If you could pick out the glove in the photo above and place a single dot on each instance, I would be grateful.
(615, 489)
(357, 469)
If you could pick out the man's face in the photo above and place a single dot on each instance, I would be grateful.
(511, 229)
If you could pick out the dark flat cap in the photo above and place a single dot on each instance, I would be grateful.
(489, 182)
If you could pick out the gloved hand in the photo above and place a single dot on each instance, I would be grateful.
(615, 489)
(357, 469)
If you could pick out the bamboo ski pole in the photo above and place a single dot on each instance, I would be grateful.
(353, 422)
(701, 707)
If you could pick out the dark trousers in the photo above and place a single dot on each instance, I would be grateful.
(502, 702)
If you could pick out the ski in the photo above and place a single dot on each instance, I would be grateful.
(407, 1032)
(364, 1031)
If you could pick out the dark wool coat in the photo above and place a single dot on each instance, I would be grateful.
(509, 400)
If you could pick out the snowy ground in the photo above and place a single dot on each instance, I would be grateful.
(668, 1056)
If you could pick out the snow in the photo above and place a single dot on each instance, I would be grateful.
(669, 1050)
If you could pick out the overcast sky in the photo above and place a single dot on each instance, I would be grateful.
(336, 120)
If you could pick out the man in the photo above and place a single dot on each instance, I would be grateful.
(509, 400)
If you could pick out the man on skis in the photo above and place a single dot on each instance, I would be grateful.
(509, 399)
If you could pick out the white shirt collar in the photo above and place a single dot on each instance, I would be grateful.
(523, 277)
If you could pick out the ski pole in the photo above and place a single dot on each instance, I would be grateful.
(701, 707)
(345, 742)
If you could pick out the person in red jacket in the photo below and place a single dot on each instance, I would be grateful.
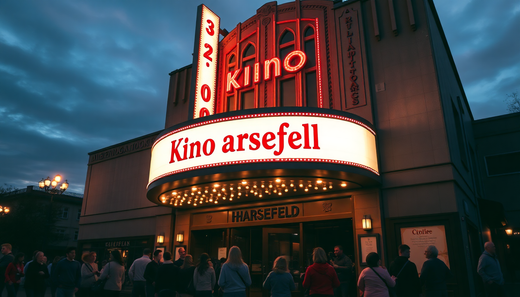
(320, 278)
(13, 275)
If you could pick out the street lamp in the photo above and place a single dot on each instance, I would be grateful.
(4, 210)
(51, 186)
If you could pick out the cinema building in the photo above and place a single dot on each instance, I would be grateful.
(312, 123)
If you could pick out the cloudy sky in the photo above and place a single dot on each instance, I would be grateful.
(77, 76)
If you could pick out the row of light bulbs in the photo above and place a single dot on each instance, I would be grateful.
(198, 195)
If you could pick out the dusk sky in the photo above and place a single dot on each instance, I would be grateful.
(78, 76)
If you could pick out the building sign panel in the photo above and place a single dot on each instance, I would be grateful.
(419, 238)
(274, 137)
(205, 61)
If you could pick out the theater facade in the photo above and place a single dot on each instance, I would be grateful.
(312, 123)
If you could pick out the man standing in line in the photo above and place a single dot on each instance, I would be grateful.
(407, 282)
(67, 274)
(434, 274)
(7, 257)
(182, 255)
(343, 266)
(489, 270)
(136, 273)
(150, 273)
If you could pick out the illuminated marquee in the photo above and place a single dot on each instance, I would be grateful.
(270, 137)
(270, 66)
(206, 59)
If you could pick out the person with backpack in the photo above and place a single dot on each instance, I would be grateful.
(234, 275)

──────────────────────────────

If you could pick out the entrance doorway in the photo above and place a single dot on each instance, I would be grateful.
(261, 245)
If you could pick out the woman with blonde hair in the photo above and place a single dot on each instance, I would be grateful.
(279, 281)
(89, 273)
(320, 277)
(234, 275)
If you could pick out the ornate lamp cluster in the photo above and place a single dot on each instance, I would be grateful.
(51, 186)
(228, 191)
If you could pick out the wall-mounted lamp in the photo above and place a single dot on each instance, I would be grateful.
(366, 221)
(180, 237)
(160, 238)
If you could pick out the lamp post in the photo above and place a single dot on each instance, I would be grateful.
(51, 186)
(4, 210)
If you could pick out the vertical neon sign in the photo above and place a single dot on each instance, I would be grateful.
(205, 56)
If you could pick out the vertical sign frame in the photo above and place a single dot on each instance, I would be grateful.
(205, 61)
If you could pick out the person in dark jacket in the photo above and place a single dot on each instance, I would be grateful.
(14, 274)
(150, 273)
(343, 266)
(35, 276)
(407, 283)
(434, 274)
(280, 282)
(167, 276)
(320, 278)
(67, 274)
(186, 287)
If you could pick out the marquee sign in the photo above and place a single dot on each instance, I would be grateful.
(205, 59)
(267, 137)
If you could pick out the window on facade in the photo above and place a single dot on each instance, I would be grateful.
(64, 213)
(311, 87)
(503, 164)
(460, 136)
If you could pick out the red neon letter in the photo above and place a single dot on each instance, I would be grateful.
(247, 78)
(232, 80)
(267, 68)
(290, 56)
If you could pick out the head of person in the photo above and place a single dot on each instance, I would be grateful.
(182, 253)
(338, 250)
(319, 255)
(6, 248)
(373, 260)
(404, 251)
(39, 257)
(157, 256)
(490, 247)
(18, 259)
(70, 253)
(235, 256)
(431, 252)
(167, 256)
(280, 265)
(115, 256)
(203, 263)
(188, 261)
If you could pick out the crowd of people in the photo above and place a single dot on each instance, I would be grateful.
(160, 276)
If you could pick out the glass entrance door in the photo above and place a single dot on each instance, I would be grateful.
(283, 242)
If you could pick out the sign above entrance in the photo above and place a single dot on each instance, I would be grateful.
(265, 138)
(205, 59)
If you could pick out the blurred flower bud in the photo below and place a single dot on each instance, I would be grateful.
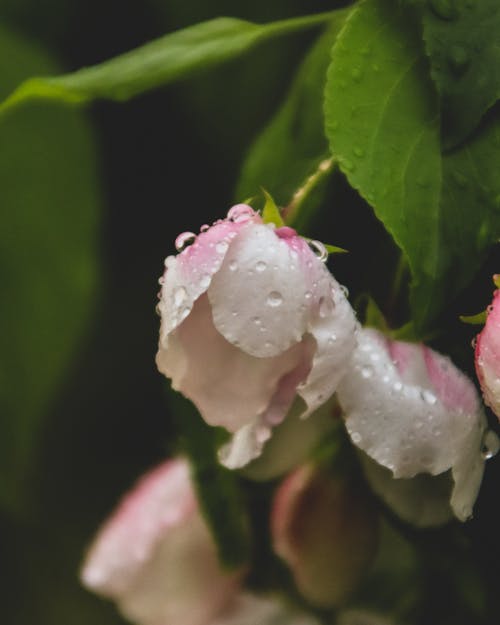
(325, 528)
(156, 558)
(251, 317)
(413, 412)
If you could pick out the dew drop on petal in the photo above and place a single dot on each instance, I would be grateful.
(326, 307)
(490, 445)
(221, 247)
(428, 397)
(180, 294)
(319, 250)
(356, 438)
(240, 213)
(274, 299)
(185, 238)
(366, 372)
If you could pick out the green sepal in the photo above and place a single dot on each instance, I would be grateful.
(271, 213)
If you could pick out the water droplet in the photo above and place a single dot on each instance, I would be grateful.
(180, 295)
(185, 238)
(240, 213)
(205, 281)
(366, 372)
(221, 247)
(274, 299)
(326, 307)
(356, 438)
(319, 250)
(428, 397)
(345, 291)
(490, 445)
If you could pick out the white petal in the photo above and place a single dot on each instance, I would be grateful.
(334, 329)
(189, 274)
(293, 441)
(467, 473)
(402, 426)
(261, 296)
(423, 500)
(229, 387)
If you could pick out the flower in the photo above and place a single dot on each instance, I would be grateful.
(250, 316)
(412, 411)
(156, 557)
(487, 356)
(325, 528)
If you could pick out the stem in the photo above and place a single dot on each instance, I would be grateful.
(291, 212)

──────────────────────────────

→ **Problem to work on**:
Please go through both blocks of lines above and pull out every line that contains the word "person". Copy each of those lines in full, in the order they appear.

→ **Result of the exercise**:
If you could pick out the person in red jacket in the photo below and place a single dot on each instance, I would be grateful.
If you could pick out the person with backpack in the photo above and place a single dot on each instance, I would be grateful.
If you could pick out the person in dark jacket in the photo above and place a single dot on each instance, I would be grateful.
If you could pick out the head of person in the photo above and place a single dot on each instance, I would be grateful.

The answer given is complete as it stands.